Problema breve a => Transcribe el pasaje del texto sobre Georg Heym que empieza en "Vallejo & Co." y termina en "de próxima publicación.", cambiando "ensayo" por "estudio".
+++ Texto aportado
Vallejo & Co. presenta esta serie de textos que forma parte del ensayo que completará la primera publicación en español de los Diarios de Georg Heym*, de próxima publicación.
Por José Aníbal Campos
Crédito de la foto Georges-Jacques Danton.
Se cuenta que, mientras lo trasladaban al patíbulo,
una mujer, al verlo, exclamó: «¡Vaya! ¡Qué feo es!»
/el autor
Tres sonetos «jacobinos» de Georg Heym
(II parte)
La primavera de 1910 es decisiva en la vida y la obra de Georg Heym. Por esas fechas se vincula a los integrantes del Neuer Club y empieza a participar en las veladas organizadas bajo el nombre de Neopathetisches Cabaret (Cabaret Neopatético), la primera de las cuales tuvo lugar el 1 de junio de 1910. A ella acude Heym por invitación expresa de uno de sus fundadores: Erwin Loewenson. De esa frecuentación se deriva no solo un cambio radical y brusco en una abundantísima producción poética que hasta entonces se veía aherrojada por los ya rancios moldes estilísticos de un Stefan George, por mencionar solo un ejemplo (influencia palpable de la que Heym intentaba renegar con todas sus fuerzas, no siempre con éxito), sino también su relativa popularidad como poeta. Y con la incipiente popularidad, empieza también una obsesiva carrera en pos de un triunfo aun más rotundo: la gloria, la fama y, muy importante: el dinero.[1] En medio de esa carrera comenzarán a aflorar también las primeras señales de rencillas internas, los odios y animadversiones típicos en todo corrillo de poetas inmaduros en cualquier época o latitud).
Hemos dicho que los poemas de esta serie que he titulado «sonetos jacobinos» fueron escritos como en trance a raíz de esa primera participación de Heym (en esa ocasión solo como oyente) en la velada inaugural del Cabaret Neopatético. La segunda velada, planificada para el mes siguiente (el miércoles 6 de julio de 1910), contará ya con una primera lectura pública de Georg Heym. En la carta mencionada, dirigida a Erwin Loewenson, Heym le agradece formalmente la invitación:
«Querido señor Loewenson:
Muchas gracias por la invitación, que acepto gustoso, pero con la condición de que no cueste nada. Porque en estos momentos no tengo ni donde caerme muerto, estoy en las últimas. Lléveme [a la velada], por favor, mi tragedia. La semana siguiente pienso tocar con ella a diferentes puertas, a fin de venderla. Por lo demás, brindo a su salud. Suyo, Georg Heym, con y, alias Robespierre sobre el carro de Tespis» (TB, «Cartas», pág. 203).
++++++
+++ Datos proporcionados
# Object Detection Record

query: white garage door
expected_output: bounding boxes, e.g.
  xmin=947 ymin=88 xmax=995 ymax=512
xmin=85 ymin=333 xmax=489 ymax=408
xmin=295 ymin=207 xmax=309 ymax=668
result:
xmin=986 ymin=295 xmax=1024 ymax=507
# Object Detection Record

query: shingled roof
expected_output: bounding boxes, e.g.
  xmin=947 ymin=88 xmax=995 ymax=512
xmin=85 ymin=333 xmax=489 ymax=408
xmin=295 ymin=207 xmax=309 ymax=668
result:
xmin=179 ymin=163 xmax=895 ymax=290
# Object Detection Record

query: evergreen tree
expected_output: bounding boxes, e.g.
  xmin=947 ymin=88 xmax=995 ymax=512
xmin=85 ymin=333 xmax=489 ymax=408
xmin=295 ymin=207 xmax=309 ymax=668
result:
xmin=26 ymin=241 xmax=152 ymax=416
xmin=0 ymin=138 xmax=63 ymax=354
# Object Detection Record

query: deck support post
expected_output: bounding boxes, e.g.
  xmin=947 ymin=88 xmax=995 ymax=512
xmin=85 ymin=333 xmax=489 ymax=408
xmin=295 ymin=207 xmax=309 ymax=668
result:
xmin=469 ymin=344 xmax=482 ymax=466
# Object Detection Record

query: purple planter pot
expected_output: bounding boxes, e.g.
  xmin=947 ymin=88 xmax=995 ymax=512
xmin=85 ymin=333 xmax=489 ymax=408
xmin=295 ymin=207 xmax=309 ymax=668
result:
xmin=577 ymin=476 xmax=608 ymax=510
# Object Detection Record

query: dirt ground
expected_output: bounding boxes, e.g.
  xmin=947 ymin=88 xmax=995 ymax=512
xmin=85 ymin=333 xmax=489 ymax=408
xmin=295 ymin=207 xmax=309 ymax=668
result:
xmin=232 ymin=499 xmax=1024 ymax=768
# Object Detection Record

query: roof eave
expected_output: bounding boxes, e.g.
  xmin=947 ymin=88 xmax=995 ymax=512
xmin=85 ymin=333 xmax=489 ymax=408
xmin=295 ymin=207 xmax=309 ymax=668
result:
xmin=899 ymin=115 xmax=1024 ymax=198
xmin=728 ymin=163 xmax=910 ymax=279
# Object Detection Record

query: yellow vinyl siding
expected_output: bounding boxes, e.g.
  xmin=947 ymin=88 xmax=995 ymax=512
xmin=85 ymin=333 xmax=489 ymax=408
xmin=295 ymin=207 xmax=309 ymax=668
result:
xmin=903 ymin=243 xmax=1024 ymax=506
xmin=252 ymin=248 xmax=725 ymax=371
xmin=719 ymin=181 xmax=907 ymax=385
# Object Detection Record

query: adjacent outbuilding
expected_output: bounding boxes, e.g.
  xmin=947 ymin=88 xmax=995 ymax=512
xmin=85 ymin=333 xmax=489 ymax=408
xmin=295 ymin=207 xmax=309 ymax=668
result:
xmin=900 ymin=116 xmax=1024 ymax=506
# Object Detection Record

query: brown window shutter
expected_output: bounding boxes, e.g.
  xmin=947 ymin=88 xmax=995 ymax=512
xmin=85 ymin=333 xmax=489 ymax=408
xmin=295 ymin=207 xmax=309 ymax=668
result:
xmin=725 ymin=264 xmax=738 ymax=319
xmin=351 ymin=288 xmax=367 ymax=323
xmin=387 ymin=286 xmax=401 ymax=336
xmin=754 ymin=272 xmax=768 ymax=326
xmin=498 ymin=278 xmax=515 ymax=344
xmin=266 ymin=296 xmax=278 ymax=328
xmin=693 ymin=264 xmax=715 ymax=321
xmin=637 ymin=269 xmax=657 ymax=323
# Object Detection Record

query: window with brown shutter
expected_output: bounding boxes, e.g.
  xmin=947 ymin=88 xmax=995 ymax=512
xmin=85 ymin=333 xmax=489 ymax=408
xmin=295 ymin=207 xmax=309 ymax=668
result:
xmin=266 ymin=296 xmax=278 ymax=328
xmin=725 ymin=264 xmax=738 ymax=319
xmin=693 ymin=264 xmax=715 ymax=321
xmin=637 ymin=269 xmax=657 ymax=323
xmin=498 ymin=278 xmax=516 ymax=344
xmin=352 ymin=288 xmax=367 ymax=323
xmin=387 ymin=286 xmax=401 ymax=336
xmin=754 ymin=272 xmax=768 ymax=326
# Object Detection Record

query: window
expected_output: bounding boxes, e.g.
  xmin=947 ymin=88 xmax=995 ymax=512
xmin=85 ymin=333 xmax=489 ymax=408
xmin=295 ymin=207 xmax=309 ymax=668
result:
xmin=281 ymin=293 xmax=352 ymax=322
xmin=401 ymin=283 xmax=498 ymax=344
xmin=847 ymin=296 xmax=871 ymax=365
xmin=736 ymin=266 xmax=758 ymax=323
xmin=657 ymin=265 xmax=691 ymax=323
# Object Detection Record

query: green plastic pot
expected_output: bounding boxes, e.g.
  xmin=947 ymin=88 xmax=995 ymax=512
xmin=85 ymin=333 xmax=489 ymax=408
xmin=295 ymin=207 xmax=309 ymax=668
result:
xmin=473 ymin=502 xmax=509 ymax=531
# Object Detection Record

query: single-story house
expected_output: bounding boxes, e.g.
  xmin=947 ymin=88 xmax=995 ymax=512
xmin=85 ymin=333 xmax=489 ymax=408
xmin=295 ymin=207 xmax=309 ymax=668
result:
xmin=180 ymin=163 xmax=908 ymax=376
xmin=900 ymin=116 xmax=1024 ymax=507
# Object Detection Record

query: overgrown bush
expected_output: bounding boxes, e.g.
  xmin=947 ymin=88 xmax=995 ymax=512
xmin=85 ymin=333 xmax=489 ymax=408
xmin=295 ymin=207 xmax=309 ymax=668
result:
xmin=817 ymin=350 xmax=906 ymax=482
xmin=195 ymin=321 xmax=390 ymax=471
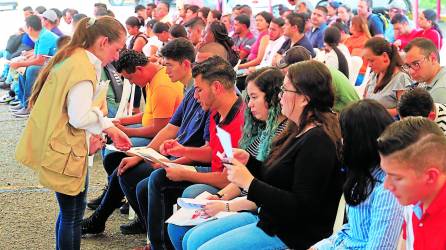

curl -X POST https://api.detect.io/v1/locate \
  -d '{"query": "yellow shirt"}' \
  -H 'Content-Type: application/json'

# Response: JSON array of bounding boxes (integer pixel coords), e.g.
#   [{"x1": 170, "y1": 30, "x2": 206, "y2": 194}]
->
[{"x1": 142, "y1": 67, "x2": 184, "y2": 127}]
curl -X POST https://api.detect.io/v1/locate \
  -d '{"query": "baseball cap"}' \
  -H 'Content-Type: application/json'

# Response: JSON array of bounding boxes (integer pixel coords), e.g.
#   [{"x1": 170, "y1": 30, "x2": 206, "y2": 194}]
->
[
  {"x1": 42, "y1": 10, "x2": 57, "y2": 23},
  {"x1": 277, "y1": 46, "x2": 311, "y2": 69},
  {"x1": 135, "y1": 4, "x2": 146, "y2": 13}
]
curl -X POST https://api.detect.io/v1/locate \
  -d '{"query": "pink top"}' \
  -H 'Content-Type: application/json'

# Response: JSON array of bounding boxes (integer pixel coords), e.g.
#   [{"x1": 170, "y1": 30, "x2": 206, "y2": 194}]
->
[
  {"x1": 417, "y1": 28, "x2": 443, "y2": 50},
  {"x1": 248, "y1": 30, "x2": 268, "y2": 61}
]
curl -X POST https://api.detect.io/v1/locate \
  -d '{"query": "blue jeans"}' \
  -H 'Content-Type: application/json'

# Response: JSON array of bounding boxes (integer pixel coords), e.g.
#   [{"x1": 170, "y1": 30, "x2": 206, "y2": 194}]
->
++++++
Problema breve b => Copia sin ningún cambio las líneas del listado, empezando por su comienzo y terminando en la línea que contiene "xmin=577 ymin=476 xmax=608 ymax=510", incluidas ambas.

Solución del ejercicio a =>
Vallejo & Co. presenta esta serie de textos que forma parte del estudio que completará la primera publicación en español de los Diarios de Georg Heym*, de próxima publicación.

Solución del ejercicio b =>
# Object Detection Record

query: white garage door
expected_output: bounding boxes, e.g.
  xmin=947 ymin=88 xmax=995 ymax=512
xmin=85 ymin=333 xmax=489 ymax=408
xmin=295 ymin=207 xmax=309 ymax=668
result:
xmin=986 ymin=295 xmax=1024 ymax=507
# Object Detection Record

query: shingled roof
expected_output: bounding boxes, e.g.
  xmin=947 ymin=88 xmax=995 ymax=512
xmin=85 ymin=333 xmax=489 ymax=408
xmin=295 ymin=207 xmax=309 ymax=668
result:
xmin=179 ymin=163 xmax=895 ymax=290
# Object Detection Record

query: evergreen tree
expected_output: bounding boxes, e.g.
  xmin=947 ymin=88 xmax=995 ymax=512
xmin=85 ymin=333 xmax=489 ymax=408
xmin=295 ymin=207 xmax=309 ymax=668
result:
xmin=26 ymin=241 xmax=152 ymax=416
xmin=0 ymin=138 xmax=63 ymax=354
# Object Detection Record

query: deck support post
expected_output: bounding boxes, e.g.
  xmin=947 ymin=88 xmax=995 ymax=512
xmin=85 ymin=333 xmax=489 ymax=408
xmin=295 ymin=207 xmax=309 ymax=668
result:
xmin=469 ymin=344 xmax=482 ymax=466
# Object Detection Record

query: purple planter pot
expected_output: bounding boxes, e.g.
  xmin=947 ymin=88 xmax=995 ymax=512
xmin=85 ymin=333 xmax=489 ymax=408
xmin=295 ymin=207 xmax=309 ymax=668
result:
xmin=577 ymin=476 xmax=608 ymax=510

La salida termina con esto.